Pero, además, el simple hecho de que hubiese un número de hombres tras los
muros de un castillo le confería a éste una cierta capacidad ofensiva, una
potencialidad para el ataque.
Una muestra
de lo que se gastaba en maravedíes en cada categoría de personal de un castillo
lo podemos ver en la tabla siguiente:
EFECTIVOS
Categoría número paga
mensual monto mensual monto anual
Caballeros 80
60 4800
57.600
Ballesteros 200 18 3600 43.200
Lanceros 220 14 3080 36.960
Total:
500 11700 137.760
Ni que decir tiene que Matrera pertenecía al conjunto de fortalezas que se encontraban prácticamente aisladas en la «tierra de nadie» fronteriza, carente de cualquier núcleo habitado asociado y cuya función principal consistía en cumplir labores de atalaya, aviso y refugio para las puntas de ganado que herbajaban en los pastos del Campo de Matrera, estableciendo visuales de alerta con otros reductos cercanos previos a la Campiña sevillana y que dependían directamente del concejo hispalense. Estos castillos, en general de reducida entidad, estaban defendidos por pequeñas guarniciones desplazadas «ex profeso» para protegerlos, por lo que periódicamente eran sustituidas por un nuevo reemplazo.

→ **Ejercicio propuesto 1**
Muestra cada línea de las entradas de abajo en la que aparezca la palabra "which".

→ **Lista de entradas**
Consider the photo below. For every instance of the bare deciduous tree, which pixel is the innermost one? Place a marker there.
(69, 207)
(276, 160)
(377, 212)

--

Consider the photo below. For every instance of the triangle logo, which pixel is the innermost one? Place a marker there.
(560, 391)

→ **Ejercicio propuesto 2**
Indica si cada afirmación concuerda con el fragmento sobre el castillo de Matrera de arriba y responde sí o no, citando literalmente las palabras del fragmento que lo deciden: (a) Matrera se encontraba prácticamente aislada en la tierra de nadie fronteriza. (b) Las guarniciones de estos castillos eran permanentes y no se reemplazaban. (c) Estos castillos eran, en general, de gran tamaño.

→ **Respuesta escrita 1**
Consider the photo below. For every instance of the bare deciduous tree, which pixel is the innermost one? Place a marker there.
Consider the photo below. For every instance of the triangle logo, which pixel is the innermost one? Place a marker there.

→ **Respuesta escrita 2**
(a) Sí: «Matrera pertenecía al conjunto de fortalezas que se encontraban prácticamente aisladas en la «tierra de nadie» fronteriza».
(b) No: «periódicamente eran sustituidas por un nuevo reemplazo».
(c) No: «en general de reducida entidad».